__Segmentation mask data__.

○ ○ ○ ○ ○ ○ ○

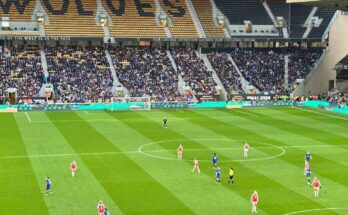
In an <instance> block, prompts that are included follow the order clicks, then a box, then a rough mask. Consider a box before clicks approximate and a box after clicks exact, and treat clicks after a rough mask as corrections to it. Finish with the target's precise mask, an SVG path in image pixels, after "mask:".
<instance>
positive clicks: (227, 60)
mask: <svg viewBox="0 0 348 215" xmlns="http://www.w3.org/2000/svg"><path fill="white" fill-rule="evenodd" d="M208 58H209V61H210V62H211V65H212V66H213V68H214V70H215V72H216V73H217V75H218V76H219V78H220V80H221V82H222V84H223V85H224V87H225V89H226V91H227V93H228V94H229V95H231V94H242V93H243V89H242V84H241V80H240V76H239V74H238V73H237V71H236V70H235V68H234V66H233V65H232V63H231V62H230V60H229V59H228V57H227V54H226V53H217V52H213V53H210V54H208Z"/></svg>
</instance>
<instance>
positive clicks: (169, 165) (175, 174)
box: [91, 112, 249, 214]
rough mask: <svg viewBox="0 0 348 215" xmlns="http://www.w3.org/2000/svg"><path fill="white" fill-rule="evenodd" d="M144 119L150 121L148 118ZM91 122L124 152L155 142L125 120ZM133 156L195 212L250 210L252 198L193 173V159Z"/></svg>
mask: <svg viewBox="0 0 348 215" xmlns="http://www.w3.org/2000/svg"><path fill="white" fill-rule="evenodd" d="M153 113H154V112H151V114H153ZM117 114H120V113H117ZM122 114H123V113H122ZM125 114H131V113H125ZM109 117H110V118H113V116H111V115H109ZM142 119H143V120H147V118H145V117H143V118H142ZM140 121H141V120H140ZM154 121H157V122H159V123H158V129H161V130H163V129H164V128H163V127H162V125H161V121H160V120H154ZM180 121H182V120H180ZM91 125H92V126H93V127H95V128H96V129H97V130H98V131H99V132H100V133H101V134H103V136H105V137H107V138H108V139H109V140H110V142H112V143H113V144H115V145H116V146H117V147H119V148H120V149H121V150H123V151H124V152H127V151H128V150H134V149H138V148H139V146H141V145H143V144H147V143H149V142H152V141H151V139H148V138H146V137H145V136H143V135H142V134H140V133H138V131H137V130H134V129H132V128H130V127H128V126H127V125H125V124H123V123H117V124H116V123H108V124H107V125H105V123H97V124H96V123H93V124H91ZM113 127H117V129H112V128H113ZM124 137H125V138H124ZM162 138H165V136H162ZM115 140H117V141H115ZM162 149H163V148H162ZM164 153H165V154H166V156H172V155H173V154H172V152H168V151H166V152H164ZM129 156H130V157H131V158H132V159H133V160H134V161H135V162H136V163H137V164H138V165H139V166H141V167H142V168H143V169H144V170H145V171H146V172H148V173H149V174H150V175H151V176H152V177H154V178H155V179H156V180H157V181H158V182H159V183H161V184H162V185H163V186H164V187H166V188H167V189H168V190H169V191H170V192H171V193H172V194H173V195H175V196H176V197H177V198H178V199H179V200H180V201H182V202H184V203H185V204H186V205H187V206H188V207H189V208H191V210H192V211H193V212H194V213H195V214H215V213H217V212H219V213H220V212H223V211H225V212H226V213H227V212H229V211H233V212H234V213H236V214H243V213H245V211H248V210H249V202H248V201H246V200H244V199H242V198H241V197H239V196H238V195H235V194H233V193H232V192H230V190H228V189H225V188H224V187H222V186H220V187H219V186H217V185H215V181H214V180H213V179H212V178H211V175H205V174H199V175H198V174H194V173H192V172H191V170H192V163H191V162H187V163H186V162H178V161H174V162H167V161H163V160H159V159H153V158H150V157H148V156H144V155H141V154H139V153H132V154H130V155H129ZM203 190H204V191H203ZM195 193H197V194H199V195H196V194H195ZM212 196H213V198H212ZM205 202H207V203H208V204H206V203H205ZM226 202H234V203H235V204H238V203H240V204H238V205H239V206H238V207H235V205H234V204H226Z"/></svg>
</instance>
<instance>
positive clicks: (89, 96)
mask: <svg viewBox="0 0 348 215" xmlns="http://www.w3.org/2000/svg"><path fill="white" fill-rule="evenodd" d="M45 52H46V59H47V66H48V73H49V77H48V81H49V82H50V83H52V84H53V86H54V93H55V100H56V101H57V102H89V101H94V102H96V101H100V100H102V101H105V100H109V99H110V97H112V86H113V78H112V75H111V71H110V69H109V68H108V66H107V65H108V61H107V59H106V56H105V53H104V49H103V48H102V47H98V46H86V47H82V46H47V47H45Z"/></svg>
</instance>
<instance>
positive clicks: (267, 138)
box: [174, 111, 321, 214]
mask: <svg viewBox="0 0 348 215" xmlns="http://www.w3.org/2000/svg"><path fill="white" fill-rule="evenodd" d="M190 114H191V115H196V116H201V119H200V120H198V118H199V117H193V119H195V120H190V122H191V123H193V124H197V125H198V126H201V125H202V124H203V123H204V125H206V126H205V127H206V128H207V129H209V130H211V131H213V132H215V133H217V134H220V135H222V136H225V137H227V138H236V137H237V139H243V138H246V137H250V136H253V138H254V139H255V140H259V141H263V142H268V143H272V144H275V145H280V144H279V142H278V141H276V140H273V139H269V138H266V137H264V136H262V135H260V134H258V133H252V132H250V131H248V130H247V129H244V128H240V127H236V126H234V125H233V123H230V122H229V123H226V122H224V121H221V120H215V119H211V118H209V114H207V115H205V114H202V113H200V112H198V111H190ZM231 114H235V112H231ZM174 115H175V116H177V117H180V114H179V113H174ZM240 117H245V114H240ZM229 131H233V132H229ZM250 142H252V141H250ZM301 158H302V157H301ZM278 159H280V160H283V159H284V157H280V158H277V159H275V160H278ZM285 161H286V162H284V164H285V165H282V168H284V169H291V168H289V167H287V165H286V164H287V162H288V161H289V157H288V156H287V157H286V160H285ZM270 163H272V161H267V162H266V163H265V162H261V164H260V165H258V164H257V163H255V164H254V166H253V164H250V166H245V165H244V164H242V165H243V167H242V168H245V167H247V168H252V169H255V170H256V169H257V171H262V170H263V171H264V173H263V174H264V175H265V176H263V177H267V175H268V172H267V171H268V169H269V168H272V167H273V168H277V166H276V165H273V164H270ZM282 164H283V163H282ZM268 166H269V168H267V167H268ZM278 168H279V167H278ZM239 169H241V168H239ZM292 169H293V170H294V168H292ZM280 171H281V170H280ZM301 172H302V171H301ZM292 173H294V174H296V170H295V172H294V171H292ZM300 174H301V173H300ZM302 177H303V176H302ZM275 183H281V180H280V178H279V179H278V180H277V182H275ZM268 184H272V192H274V190H273V184H274V182H272V183H270V182H269V183H268ZM283 184H287V183H284V182H283ZM302 185H303V184H302ZM281 186H282V185H281ZM261 189H262V188H261ZM290 189H291V187H282V188H281V189H279V190H278V191H277V192H279V193H286V195H285V196H286V197H285V198H287V197H289V198H291V199H296V200H299V202H298V203H299V204H300V203H301V202H302V203H303V204H304V206H305V207H303V208H300V209H306V208H307V207H320V206H319V205H321V204H319V203H317V202H314V201H313V200H312V199H310V198H309V197H310V196H311V195H310V194H311V192H308V194H309V195H303V194H302V191H300V190H299V189H297V188H296V190H297V192H295V191H292V190H290ZM292 189H295V188H292ZM263 191H264V192H263V195H266V196H267V193H268V190H263ZM268 195H270V196H268V197H271V198H270V199H267V200H268V201H267V203H265V204H266V205H264V206H263V207H270V208H274V201H272V197H273V195H272V194H271V193H268ZM294 196H296V197H294ZM264 198H265V197H264ZM282 198H283V196H282ZM282 201H284V202H286V201H287V200H285V199H282ZM304 202H305V203H304ZM277 204H279V203H278V202H277ZM294 204H296V203H294ZM287 207H290V208H289V209H286V208H287ZM291 207H292V206H290V205H286V204H284V205H281V206H280V205H279V208H278V207H277V209H274V210H278V209H279V210H280V211H277V214H278V213H279V214H280V213H285V212H286V210H291Z"/></svg>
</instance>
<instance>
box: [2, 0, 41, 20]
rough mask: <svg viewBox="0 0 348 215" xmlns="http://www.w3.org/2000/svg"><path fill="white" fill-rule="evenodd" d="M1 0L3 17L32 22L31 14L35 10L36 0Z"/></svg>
mask: <svg viewBox="0 0 348 215" xmlns="http://www.w3.org/2000/svg"><path fill="white" fill-rule="evenodd" d="M5 2H6V3H4V2H3V1H1V5H0V8H1V9H0V15H1V17H4V16H8V17H10V21H18V22H30V21H32V19H31V15H32V13H33V11H34V7H35V1H31V0H24V1H5Z"/></svg>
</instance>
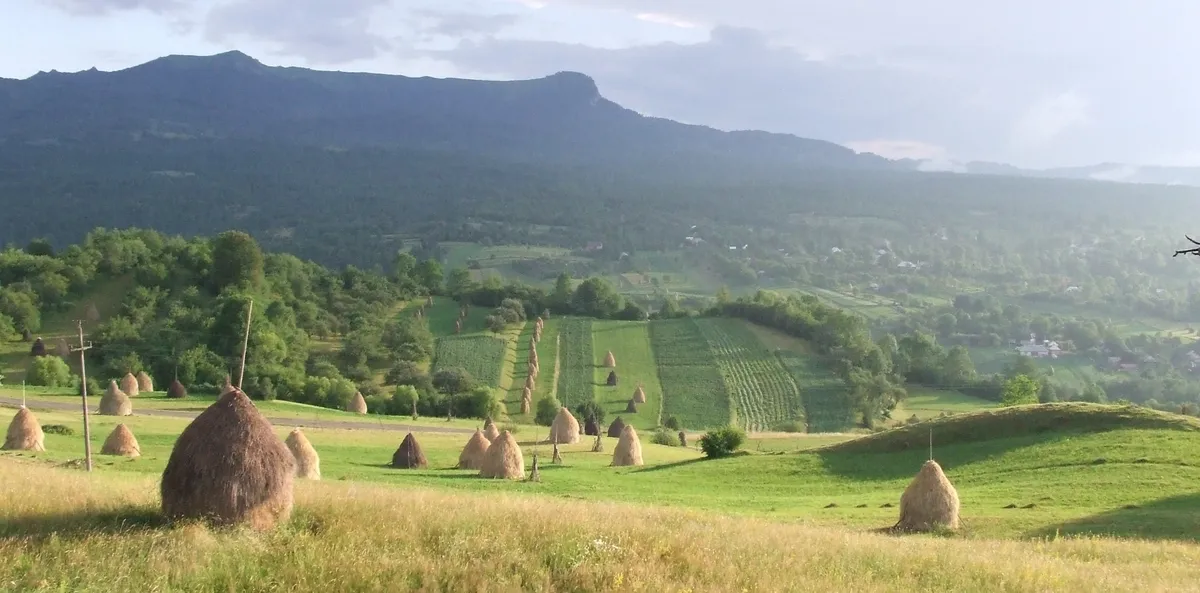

○ ○ ○ ○ ○ ○ ○

__TO DO__. Find the line holding "box: [2, 0, 41, 20]" in the data above. Retype it and every later line exactly, through the end, but not the pictures.

__ANSWER BOX__.
box: [2, 0, 41, 20]
rough mask: <svg viewBox="0 0 348 215" xmlns="http://www.w3.org/2000/svg"><path fill="white" fill-rule="evenodd" d="M1 0L3 17L32 22L31 14L35 10L36 0Z"/></svg>
mask: <svg viewBox="0 0 348 215" xmlns="http://www.w3.org/2000/svg"><path fill="white" fill-rule="evenodd" d="M5 2H6V3H4V2H3V1H1V5H0V8H1V9H0V15H1V17H4V16H8V17H10V21H18V22H30V21H32V19H31V15H32V13H33V11H34V7H35V1H31V0H24V1H5Z"/></svg>
</instance>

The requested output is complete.